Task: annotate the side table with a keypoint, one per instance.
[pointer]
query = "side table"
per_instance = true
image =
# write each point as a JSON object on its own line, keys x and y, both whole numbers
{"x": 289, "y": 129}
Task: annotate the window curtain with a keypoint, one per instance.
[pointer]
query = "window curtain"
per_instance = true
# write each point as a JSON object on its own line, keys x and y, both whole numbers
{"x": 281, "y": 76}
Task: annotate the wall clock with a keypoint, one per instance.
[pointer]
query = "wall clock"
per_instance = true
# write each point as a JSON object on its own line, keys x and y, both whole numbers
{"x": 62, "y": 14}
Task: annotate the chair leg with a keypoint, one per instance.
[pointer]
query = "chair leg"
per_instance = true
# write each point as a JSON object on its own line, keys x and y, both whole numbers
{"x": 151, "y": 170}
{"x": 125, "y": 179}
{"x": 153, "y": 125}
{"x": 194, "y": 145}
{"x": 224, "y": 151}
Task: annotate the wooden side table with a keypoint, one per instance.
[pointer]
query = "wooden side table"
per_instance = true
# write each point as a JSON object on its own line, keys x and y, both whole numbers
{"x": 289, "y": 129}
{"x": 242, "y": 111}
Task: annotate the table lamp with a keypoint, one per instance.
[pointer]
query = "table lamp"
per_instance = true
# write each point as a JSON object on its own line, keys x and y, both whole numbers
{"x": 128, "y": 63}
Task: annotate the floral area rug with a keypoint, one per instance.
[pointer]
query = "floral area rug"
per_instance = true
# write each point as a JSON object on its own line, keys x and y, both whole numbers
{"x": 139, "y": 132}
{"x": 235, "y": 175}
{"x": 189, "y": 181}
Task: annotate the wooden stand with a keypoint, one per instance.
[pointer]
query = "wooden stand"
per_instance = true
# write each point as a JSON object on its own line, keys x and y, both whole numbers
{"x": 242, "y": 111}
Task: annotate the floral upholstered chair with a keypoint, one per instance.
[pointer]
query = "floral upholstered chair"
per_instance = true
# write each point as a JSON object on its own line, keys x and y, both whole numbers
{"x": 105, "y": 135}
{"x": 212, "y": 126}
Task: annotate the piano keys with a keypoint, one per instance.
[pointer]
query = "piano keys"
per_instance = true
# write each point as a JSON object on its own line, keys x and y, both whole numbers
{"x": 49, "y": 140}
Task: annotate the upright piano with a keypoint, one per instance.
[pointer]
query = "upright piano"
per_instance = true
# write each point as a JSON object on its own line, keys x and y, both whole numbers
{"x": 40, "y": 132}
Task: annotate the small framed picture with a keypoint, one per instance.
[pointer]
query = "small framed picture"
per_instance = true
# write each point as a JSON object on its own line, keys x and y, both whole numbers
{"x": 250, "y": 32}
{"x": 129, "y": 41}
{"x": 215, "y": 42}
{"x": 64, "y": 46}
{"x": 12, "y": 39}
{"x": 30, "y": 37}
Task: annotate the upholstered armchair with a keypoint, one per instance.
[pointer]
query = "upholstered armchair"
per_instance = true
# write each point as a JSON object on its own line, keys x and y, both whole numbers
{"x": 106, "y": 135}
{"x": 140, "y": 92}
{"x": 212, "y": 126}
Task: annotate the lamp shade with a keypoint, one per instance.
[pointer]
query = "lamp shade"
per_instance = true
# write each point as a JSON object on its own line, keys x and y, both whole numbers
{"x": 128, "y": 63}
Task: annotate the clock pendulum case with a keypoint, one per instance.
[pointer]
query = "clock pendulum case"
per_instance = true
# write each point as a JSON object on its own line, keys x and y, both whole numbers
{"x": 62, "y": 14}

+ + + + + + +

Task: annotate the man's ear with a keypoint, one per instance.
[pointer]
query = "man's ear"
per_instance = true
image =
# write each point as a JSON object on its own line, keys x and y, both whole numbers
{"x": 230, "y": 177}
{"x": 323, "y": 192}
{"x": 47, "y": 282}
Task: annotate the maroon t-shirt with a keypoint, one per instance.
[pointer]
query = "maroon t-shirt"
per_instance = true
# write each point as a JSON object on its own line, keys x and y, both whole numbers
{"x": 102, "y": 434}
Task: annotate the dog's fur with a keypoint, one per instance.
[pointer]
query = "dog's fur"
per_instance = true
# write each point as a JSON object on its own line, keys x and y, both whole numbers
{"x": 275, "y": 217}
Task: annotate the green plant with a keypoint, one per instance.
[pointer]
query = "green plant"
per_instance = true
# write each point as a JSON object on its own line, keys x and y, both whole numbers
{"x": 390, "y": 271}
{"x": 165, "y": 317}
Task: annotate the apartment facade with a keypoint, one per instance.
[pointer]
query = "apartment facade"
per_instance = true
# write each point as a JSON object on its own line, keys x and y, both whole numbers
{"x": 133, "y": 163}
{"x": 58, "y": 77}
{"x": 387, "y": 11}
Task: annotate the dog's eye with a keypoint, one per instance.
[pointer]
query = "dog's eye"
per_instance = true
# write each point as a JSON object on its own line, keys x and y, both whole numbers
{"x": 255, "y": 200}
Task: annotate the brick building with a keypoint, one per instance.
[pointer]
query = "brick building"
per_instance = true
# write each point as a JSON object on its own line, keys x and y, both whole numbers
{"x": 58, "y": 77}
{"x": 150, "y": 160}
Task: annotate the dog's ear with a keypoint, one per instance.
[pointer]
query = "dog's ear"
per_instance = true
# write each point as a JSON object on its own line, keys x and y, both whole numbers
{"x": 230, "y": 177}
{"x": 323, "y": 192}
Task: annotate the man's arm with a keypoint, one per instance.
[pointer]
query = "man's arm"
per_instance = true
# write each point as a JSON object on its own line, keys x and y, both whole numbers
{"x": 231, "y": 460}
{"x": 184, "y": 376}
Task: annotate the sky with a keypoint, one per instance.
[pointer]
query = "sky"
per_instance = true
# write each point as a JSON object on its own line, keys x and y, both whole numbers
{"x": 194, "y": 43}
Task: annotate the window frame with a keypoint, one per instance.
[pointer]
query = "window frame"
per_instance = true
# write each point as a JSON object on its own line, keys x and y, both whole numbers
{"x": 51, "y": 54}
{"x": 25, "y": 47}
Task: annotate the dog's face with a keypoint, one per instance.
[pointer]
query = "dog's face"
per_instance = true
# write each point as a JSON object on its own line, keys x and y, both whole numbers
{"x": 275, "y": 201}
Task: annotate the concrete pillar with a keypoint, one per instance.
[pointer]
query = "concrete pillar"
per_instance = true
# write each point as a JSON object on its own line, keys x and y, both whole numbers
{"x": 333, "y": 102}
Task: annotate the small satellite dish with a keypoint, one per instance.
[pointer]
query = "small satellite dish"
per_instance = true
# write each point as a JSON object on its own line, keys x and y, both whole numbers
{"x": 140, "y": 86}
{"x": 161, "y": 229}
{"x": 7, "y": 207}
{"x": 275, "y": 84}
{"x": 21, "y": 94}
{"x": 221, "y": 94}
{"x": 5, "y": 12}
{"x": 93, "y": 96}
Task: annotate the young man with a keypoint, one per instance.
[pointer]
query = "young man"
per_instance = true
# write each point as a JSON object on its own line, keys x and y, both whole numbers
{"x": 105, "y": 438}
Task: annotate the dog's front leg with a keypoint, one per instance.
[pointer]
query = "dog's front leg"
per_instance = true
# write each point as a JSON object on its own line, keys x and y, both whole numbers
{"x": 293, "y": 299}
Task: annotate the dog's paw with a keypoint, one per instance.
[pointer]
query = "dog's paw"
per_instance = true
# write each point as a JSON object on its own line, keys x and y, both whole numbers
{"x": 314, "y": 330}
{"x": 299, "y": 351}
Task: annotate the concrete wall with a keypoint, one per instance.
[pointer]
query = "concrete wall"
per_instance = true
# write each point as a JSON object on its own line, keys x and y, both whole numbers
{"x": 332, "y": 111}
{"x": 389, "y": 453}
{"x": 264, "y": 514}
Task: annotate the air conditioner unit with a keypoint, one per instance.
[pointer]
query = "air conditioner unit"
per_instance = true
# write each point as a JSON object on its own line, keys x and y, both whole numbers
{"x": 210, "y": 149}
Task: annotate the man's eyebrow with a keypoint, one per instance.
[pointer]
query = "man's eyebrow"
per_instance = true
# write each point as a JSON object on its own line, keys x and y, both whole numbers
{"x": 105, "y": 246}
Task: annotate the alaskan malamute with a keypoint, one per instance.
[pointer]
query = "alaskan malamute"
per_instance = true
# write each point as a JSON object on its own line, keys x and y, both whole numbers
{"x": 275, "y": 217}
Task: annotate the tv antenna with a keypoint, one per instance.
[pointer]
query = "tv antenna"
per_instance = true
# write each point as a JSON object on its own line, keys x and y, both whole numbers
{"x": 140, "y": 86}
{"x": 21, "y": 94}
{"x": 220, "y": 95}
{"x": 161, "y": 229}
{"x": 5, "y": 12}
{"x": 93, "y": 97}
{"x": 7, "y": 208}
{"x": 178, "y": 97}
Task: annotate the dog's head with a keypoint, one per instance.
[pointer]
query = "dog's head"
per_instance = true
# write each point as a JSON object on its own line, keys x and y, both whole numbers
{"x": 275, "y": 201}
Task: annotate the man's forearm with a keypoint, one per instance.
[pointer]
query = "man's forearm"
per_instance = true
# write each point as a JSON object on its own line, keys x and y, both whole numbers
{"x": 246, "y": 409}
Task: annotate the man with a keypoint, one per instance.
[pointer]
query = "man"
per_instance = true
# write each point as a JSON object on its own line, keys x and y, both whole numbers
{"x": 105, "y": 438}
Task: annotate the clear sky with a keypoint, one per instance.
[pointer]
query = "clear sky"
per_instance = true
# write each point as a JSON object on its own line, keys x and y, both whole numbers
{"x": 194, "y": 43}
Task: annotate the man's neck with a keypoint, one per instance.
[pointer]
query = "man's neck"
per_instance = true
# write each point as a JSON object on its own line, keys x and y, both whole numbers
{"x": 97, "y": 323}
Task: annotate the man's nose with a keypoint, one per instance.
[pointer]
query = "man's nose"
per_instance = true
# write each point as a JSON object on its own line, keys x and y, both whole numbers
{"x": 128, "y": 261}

+ + + + + + +

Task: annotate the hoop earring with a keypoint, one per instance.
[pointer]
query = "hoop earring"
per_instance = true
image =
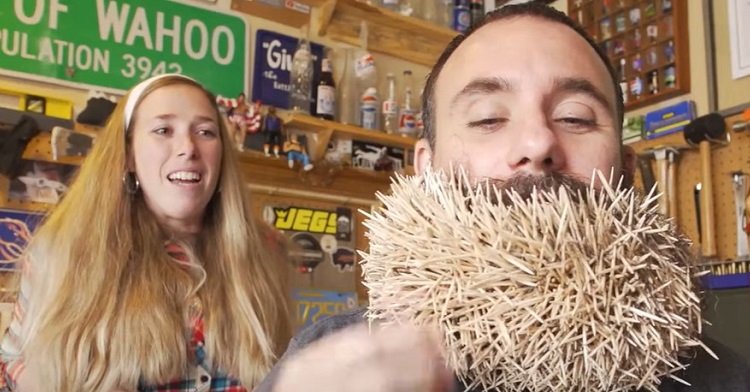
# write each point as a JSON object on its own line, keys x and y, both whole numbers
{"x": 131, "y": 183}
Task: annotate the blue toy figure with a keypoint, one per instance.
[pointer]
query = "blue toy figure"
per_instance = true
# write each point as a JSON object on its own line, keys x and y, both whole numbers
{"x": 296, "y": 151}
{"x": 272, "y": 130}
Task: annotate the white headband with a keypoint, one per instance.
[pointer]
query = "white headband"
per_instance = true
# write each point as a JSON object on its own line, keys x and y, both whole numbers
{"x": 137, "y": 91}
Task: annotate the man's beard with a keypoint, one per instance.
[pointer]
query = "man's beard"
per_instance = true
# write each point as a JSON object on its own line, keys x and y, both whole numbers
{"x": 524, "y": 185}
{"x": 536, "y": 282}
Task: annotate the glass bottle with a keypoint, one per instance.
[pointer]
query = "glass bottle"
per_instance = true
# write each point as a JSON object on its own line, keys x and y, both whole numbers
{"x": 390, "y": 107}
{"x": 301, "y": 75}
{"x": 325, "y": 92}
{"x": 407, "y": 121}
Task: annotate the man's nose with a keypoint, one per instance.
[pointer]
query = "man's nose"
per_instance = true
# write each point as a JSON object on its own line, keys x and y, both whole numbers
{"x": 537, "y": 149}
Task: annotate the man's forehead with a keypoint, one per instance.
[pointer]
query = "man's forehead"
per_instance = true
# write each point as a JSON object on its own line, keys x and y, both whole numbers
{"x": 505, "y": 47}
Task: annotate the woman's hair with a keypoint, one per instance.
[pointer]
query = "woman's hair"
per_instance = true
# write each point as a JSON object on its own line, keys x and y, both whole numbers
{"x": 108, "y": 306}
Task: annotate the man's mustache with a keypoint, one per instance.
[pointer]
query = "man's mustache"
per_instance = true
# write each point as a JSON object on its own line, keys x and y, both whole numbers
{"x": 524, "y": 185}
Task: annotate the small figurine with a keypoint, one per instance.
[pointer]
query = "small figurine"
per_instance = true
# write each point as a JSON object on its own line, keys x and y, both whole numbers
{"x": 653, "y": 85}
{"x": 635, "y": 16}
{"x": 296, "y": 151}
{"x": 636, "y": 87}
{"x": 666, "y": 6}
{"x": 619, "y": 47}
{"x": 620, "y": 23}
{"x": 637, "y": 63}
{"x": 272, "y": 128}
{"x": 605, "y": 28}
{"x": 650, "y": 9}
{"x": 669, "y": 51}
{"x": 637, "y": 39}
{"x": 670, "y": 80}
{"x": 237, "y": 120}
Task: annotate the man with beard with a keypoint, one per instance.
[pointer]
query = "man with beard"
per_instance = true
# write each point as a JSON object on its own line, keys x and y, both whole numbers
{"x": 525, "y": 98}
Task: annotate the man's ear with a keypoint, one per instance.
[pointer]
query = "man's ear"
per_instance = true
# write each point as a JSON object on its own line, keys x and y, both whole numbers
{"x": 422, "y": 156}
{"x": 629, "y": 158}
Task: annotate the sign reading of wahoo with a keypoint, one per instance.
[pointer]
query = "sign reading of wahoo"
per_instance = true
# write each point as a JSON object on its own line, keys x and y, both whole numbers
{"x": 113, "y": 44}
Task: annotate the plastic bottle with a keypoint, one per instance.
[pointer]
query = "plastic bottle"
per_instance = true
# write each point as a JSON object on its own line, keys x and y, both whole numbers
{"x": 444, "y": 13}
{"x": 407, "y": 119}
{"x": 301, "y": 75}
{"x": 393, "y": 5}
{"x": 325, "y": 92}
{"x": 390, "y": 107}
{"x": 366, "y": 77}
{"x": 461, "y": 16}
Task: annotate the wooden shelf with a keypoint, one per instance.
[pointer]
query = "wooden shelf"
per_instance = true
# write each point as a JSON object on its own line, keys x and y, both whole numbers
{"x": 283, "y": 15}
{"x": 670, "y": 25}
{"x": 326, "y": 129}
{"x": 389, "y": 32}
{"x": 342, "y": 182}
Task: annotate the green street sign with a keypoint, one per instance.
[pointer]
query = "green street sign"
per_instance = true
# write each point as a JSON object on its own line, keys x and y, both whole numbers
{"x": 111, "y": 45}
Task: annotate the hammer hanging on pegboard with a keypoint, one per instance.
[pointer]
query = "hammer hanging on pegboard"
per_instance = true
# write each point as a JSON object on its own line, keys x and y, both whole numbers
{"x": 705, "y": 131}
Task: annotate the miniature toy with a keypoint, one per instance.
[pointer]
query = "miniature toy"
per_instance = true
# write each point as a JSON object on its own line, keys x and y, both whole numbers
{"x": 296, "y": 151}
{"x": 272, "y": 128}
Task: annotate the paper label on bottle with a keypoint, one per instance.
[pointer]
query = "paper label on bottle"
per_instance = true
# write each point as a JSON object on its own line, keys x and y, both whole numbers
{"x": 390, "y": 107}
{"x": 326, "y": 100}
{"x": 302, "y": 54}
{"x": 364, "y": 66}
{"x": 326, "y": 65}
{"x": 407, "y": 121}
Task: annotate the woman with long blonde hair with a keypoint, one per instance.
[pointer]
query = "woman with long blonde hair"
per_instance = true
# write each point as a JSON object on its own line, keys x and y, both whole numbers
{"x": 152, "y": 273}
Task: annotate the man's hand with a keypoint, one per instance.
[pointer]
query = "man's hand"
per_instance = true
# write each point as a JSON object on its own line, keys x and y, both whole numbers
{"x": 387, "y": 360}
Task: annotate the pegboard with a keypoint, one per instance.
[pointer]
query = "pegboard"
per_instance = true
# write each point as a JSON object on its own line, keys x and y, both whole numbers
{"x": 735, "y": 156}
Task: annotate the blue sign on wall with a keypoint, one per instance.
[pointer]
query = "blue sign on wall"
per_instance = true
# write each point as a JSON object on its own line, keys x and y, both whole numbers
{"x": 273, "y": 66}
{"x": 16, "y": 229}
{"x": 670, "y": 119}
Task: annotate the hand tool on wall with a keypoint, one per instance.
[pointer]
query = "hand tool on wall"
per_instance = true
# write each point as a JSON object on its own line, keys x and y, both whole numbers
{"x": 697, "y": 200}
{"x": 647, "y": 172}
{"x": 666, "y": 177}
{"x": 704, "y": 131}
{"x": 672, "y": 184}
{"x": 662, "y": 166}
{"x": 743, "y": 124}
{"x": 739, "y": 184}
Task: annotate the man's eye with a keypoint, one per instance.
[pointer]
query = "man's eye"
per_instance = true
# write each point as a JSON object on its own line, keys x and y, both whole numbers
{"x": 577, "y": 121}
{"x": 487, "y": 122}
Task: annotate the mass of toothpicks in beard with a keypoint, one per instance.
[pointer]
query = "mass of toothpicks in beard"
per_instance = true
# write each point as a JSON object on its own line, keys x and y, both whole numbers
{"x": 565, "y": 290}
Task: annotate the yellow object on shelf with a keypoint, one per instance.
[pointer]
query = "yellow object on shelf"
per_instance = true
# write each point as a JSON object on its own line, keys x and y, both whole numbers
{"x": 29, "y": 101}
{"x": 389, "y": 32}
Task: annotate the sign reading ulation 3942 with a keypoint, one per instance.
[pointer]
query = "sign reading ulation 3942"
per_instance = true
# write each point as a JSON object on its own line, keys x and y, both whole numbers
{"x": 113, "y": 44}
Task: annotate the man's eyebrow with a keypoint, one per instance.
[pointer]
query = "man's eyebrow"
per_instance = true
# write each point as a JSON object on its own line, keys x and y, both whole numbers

+ + + + + + +

- _Task objective_:
Identify every line in the data above that contains the string "building", and copy each one in full. Case counts.

- _Response to this task_:
Task: annotate the brick building with a keypoint, one per instance.
query = "brick building"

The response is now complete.